* [Exercícios]
1. Com base no texto sobre o caso Robles, explique por que motivo o valor do prédio que Robles comprou em Alfama quintuplicou.
2. Transcreva do texto sobre o caso Robles o trecho que começa nas palavras "Moços de recados" e termina depois das palavras "Passo a explicar.".
3. No texto sobre o caso Robles, que cargo ocupa Robles na Câmara Municipal de Lisboa?
── Excerto do documento
30/07/18

Moços de recados dos deuses menores marram num carvalhal


A medium-novela do Robles ultrapassou todos os limites do razoável. Pode dizer-se que o falatório à volta do Robles se resume nisto: a mesquinhez, a malvadez, o despudor e a hipocrisia juntaram os trapinhos e viveram felizes para sempre, num belo ménage à quatre. Ora, quando estas quatro criaturas atingem tão elevado grau de intimidade, daí em diante já nenhuma conclusão racional é possível. Passo a explicar.


Para quem não sabe do que se trata: Robles não é um carvalhal, como qualquer espanhol poderia pensar; é um ser humano, representante do BE (Bloco de Esquerda) e vereador da CML (Câmara Municipal de Lisboa); tem-se destacado na luta política pelo direito à habitação e à cidade; tem zurzido na especulação imobiliária e nas leis que a favorecem, nomeadamente a actual lei do arrendamento (dita «lei dos despejos») promovida por Assunção Cristas e outros correligionários do neoliberalismo. Eis senão quando, descobre-se que Robles comprou há 4 anos um prédio de habitação em Alfama e que, por efeito do fenómeno de especulação imobiliária que ele, Robles, tem combatido ao nível do púlpito político, o valor do edifício no mercado imobiliário quintuplicou. Perante este facto, todos aqueles que foram cúmplices ou apoiantes da «lei dos despejos» (e também umas quantas figuras de esquerda) pedem a demissão de Robles. Como brinde, acusam o BE de ser igual àqueles que critica, isto é, de apadrinhar especuladores imobiliários.
────
── Material de trabalho
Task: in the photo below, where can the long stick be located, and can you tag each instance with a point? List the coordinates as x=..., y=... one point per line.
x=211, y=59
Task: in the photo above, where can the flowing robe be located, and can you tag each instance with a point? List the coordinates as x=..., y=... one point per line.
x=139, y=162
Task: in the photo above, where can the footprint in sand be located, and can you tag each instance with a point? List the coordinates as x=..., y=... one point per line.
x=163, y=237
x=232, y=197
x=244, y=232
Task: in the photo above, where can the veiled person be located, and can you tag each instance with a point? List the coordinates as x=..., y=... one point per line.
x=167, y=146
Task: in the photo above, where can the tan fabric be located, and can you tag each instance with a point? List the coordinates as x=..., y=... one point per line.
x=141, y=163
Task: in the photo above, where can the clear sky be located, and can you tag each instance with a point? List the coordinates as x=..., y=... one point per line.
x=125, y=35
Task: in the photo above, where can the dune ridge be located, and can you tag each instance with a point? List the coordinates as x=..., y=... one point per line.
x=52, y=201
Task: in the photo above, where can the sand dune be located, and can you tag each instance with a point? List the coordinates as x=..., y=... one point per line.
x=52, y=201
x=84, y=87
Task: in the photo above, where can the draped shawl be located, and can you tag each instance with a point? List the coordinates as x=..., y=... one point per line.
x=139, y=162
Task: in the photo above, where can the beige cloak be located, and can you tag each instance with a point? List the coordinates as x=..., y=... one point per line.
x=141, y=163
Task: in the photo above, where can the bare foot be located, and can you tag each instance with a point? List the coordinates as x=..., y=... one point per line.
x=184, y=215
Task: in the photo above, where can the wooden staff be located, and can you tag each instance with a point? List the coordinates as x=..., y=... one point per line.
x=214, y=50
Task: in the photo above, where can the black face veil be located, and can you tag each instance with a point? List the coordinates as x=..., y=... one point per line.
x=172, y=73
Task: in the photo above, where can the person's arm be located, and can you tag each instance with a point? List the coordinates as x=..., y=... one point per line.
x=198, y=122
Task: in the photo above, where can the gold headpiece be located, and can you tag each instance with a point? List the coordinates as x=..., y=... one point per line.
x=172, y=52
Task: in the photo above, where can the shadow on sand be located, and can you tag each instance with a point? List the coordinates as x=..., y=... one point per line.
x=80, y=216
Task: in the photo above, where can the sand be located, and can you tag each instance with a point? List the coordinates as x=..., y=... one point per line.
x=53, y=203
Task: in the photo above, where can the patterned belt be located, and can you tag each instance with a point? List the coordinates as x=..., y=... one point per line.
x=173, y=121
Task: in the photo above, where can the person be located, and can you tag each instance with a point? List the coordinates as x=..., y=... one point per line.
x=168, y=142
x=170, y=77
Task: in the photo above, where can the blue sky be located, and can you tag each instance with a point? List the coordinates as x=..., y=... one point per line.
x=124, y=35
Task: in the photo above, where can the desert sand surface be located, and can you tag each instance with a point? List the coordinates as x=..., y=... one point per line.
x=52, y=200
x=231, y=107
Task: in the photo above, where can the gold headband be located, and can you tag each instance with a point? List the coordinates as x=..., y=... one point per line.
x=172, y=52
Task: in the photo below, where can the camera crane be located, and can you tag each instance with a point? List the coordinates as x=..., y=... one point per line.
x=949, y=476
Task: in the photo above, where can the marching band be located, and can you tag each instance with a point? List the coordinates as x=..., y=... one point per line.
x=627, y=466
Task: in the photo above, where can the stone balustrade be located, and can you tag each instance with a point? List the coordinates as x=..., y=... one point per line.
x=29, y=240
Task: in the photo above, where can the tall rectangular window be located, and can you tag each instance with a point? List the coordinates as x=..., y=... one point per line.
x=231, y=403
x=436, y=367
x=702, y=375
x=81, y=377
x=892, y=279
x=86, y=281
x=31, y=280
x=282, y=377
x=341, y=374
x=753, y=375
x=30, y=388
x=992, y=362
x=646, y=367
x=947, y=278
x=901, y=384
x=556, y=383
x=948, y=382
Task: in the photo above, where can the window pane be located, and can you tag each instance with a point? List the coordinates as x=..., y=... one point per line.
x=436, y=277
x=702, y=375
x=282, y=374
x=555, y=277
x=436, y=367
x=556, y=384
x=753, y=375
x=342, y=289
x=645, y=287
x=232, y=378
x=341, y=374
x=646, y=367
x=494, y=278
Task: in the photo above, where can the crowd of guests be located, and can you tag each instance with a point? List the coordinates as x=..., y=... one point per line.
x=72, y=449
────
* [Soluções]
1. O valor do prédio quintuplicou por efeito do fenómeno de especulação imobiliária. É precisamente esse fenómeno que Robles tem combatido no púlpito político.

2.
Moços de recados dos deuses menores marram num carvalhal


A medium-novela do Robles ultrapassou todos os limites do razoável. Pode dizer-se que o falatório à volta do Robles se resume nisto: a mesquinhez, a malvadez, o despudor e a hipocrisia juntaram os trapinhos e viveram felizes para sempre, num belo ménage à quatre. Ora, quando estas quatro criaturas atingem tão elevado grau de intimidade, daí em diante já nenhuma conclusão racional é possível. Passo a explicar.

3. Robles é vereador da Câmara Municipal de Lisboa.